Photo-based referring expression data
════

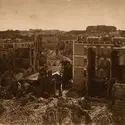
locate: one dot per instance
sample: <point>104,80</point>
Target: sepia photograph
<point>62,62</point>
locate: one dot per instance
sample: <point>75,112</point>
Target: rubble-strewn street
<point>53,111</point>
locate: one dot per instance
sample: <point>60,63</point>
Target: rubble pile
<point>119,99</point>
<point>54,111</point>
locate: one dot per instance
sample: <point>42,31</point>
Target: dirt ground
<point>39,112</point>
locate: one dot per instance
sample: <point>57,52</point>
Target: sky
<point>61,14</point>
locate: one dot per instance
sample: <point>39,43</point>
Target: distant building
<point>101,28</point>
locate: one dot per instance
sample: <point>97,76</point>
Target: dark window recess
<point>23,53</point>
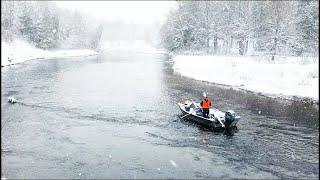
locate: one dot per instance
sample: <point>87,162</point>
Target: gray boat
<point>217,119</point>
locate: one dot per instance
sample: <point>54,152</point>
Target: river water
<point>115,116</point>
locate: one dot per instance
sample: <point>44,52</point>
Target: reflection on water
<point>115,116</point>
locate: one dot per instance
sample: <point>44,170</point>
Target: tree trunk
<point>215,43</point>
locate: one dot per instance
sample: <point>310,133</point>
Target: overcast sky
<point>145,12</point>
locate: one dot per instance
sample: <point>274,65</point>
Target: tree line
<point>44,25</point>
<point>244,27</point>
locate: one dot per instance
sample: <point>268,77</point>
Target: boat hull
<point>212,123</point>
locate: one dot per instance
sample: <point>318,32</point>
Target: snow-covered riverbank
<point>287,77</point>
<point>20,51</point>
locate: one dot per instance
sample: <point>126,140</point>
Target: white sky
<point>145,12</point>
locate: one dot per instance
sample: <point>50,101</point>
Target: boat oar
<point>184,116</point>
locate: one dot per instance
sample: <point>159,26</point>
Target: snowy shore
<point>20,51</point>
<point>286,77</point>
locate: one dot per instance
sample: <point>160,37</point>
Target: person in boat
<point>205,105</point>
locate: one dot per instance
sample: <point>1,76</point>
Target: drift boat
<point>217,119</point>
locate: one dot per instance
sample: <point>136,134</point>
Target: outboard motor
<point>12,100</point>
<point>231,119</point>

════

• _Work order_: From the line holding "sample: <point>50,101</point>" through the final line of the data above, copy every line exactly as written. Include nothing else.

• _Answer for the task_:
sample: <point>50,101</point>
Target: boat oar
<point>184,116</point>
locate: one dot per instance
sample: <point>159,26</point>
Target: snowy shore
<point>20,51</point>
<point>286,77</point>
locate: one dot per instance
sample: <point>160,37</point>
Target: person in boat
<point>205,105</point>
locate: one dot per instance
sample: <point>1,76</point>
Target: drift boat
<point>217,119</point>
locate: one dot per instance
sample: <point>136,134</point>
Target: outboard motor
<point>12,100</point>
<point>231,119</point>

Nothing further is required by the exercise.